··· Excerpt provided

- Born: Oldham, England
- Years active: 1995–present
- Notable work: Debris
- Website: www.keeleyforsyth.com

= Keeley Forsyth =

British actress and musician

Keeley Forsyth is an English actress and musician. She has released the albums Debris (2020), Limbs (2022) and The Hollow (2024).

== Acting ==

Forsyth's first acting role was as Nicky in the BBC children's television series The Biz in 1995, appearing alongside Paul Nicholls. She subsequently appeared in several television series, including Peak Practice, Where the Heart Is, Casualty, Heartbeat, The Bill, Dalziel and Pascoe, Holby City, The Line of Beauty, Luther, Waterloo Road, Criminal Justice, Coronation Street, Sons and Lovers, New Tricks (S8:E7, 2011). She has also performed for Real Circumstance Theatre Company.

In 2001, Forsyth appeared in an all-star Family Fortunes: Heartbeat vs Peak Practice edition. In 2015, she appeared as Terri Weedon in the BBC TV mini series The Casual Vacancy. In 2016, she appeared as Annette in the second series of Happy Valley.

······

What to work on: According to the Keeley Forsyth article, which character did she play in the BBC mini series The Casual Vacancy?

··· Dataset excerpts

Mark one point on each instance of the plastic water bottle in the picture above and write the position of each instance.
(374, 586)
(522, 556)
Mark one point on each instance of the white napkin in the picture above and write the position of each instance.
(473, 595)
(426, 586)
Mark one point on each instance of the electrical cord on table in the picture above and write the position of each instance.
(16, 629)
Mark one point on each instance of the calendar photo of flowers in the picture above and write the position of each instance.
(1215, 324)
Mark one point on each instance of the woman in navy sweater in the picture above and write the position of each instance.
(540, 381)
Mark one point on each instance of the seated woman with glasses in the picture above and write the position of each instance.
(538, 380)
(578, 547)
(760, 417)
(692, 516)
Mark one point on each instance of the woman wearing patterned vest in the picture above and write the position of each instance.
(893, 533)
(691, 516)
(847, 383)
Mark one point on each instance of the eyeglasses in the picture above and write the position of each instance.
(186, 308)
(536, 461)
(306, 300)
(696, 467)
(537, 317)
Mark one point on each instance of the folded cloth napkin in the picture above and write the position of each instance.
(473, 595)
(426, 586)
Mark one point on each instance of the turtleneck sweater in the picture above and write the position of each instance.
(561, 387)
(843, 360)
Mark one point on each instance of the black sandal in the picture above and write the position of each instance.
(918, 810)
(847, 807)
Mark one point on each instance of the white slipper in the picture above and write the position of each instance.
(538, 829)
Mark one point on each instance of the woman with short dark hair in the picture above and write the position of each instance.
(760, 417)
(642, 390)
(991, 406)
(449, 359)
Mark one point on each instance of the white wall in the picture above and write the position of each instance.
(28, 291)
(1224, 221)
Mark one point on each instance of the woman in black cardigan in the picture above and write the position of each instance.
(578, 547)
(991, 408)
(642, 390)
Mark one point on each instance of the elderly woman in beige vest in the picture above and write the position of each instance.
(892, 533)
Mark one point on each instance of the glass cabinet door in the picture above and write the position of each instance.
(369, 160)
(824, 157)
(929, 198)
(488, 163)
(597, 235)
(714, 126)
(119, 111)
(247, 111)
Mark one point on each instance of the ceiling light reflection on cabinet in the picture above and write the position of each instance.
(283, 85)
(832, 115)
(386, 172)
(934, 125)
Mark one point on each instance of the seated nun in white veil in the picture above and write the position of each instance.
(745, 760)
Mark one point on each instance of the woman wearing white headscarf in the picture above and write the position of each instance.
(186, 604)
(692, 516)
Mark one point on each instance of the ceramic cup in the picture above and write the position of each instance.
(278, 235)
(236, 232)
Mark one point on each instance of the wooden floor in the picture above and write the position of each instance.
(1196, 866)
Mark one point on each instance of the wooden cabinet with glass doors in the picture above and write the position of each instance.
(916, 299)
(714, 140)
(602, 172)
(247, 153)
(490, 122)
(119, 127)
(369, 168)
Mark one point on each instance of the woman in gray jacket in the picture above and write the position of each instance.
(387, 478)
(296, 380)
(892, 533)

······

Written answer: Terri Weedon